Data entries
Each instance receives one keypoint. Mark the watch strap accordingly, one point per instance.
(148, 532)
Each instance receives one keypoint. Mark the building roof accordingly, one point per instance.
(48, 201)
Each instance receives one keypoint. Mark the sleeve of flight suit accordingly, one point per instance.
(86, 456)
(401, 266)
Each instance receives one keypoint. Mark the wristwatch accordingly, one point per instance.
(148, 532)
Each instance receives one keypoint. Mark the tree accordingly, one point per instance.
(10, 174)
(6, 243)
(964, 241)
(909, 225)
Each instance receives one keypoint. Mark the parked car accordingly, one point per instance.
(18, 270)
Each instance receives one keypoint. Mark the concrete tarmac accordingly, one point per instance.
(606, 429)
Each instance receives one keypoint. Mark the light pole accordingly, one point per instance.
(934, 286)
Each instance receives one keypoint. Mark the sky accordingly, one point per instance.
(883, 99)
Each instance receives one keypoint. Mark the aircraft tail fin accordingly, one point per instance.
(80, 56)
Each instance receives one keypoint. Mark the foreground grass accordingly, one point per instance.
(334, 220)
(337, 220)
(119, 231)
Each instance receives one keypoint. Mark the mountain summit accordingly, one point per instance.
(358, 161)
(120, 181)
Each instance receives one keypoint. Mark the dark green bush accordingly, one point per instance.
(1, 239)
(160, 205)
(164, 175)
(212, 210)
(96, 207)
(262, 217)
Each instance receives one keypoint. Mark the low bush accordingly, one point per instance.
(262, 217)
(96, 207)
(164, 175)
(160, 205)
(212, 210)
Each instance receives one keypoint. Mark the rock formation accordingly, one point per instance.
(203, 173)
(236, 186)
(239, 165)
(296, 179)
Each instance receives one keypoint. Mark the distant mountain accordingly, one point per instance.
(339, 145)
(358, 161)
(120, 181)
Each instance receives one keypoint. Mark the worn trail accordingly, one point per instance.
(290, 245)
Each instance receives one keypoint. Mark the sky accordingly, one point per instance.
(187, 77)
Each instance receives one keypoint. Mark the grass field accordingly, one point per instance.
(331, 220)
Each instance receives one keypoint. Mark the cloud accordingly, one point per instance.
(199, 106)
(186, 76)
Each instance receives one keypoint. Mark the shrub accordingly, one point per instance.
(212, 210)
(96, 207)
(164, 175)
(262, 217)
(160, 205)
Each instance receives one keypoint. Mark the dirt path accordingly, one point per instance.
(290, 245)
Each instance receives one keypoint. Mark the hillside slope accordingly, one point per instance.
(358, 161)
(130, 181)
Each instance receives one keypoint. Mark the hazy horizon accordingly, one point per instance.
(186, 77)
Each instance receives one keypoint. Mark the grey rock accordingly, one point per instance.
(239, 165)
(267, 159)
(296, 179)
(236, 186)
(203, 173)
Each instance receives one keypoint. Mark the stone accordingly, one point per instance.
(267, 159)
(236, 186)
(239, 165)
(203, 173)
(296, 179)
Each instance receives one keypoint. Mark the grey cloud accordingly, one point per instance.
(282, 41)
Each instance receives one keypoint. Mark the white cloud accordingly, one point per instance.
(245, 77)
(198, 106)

> **Exercise prompt**:
Reproduce word for word the rows that begin with the line containing "Each instance receives one keypoint. Mark the grass" and continue through the last row, including both ends.

> **Solution to this task**:
Each instance receives one keypoint. Mark the grass field accordingly, one point per instance.
(331, 220)
Each instance receives one keypoint. Mark the cloud accordingly, one point per instance.
(199, 106)
(186, 76)
Each instance receives one keypoint. Mark the shrub accordingly, one point per instance.
(212, 210)
(96, 207)
(164, 175)
(262, 217)
(160, 205)
Each instance receives one keypoint. Mark the dirt path accordingly, one point per instance.
(290, 245)
Each instance receives one keypoint. Mark the hillside slope accordingly, one point per instance.
(358, 161)
(130, 181)
Each instance receives one keypoint. Mark the hazy horizon accordingly, one point per instance.
(186, 77)
Each instance receives one keypoint. Mark the grey rock accordingly, one point per instance.
(239, 165)
(267, 159)
(296, 179)
(236, 186)
(203, 173)
Each instance receives one keypoint. Mark the stone accordingly, one point per instance.
(267, 159)
(236, 186)
(239, 165)
(203, 173)
(296, 179)
Each instance receives one keypoint. Mark the grey cloud accordingly, one point per instance.
(282, 41)
Each instance receives one keypoint. Mark the white cloud accordingly, one point per instance.
(245, 77)
(198, 106)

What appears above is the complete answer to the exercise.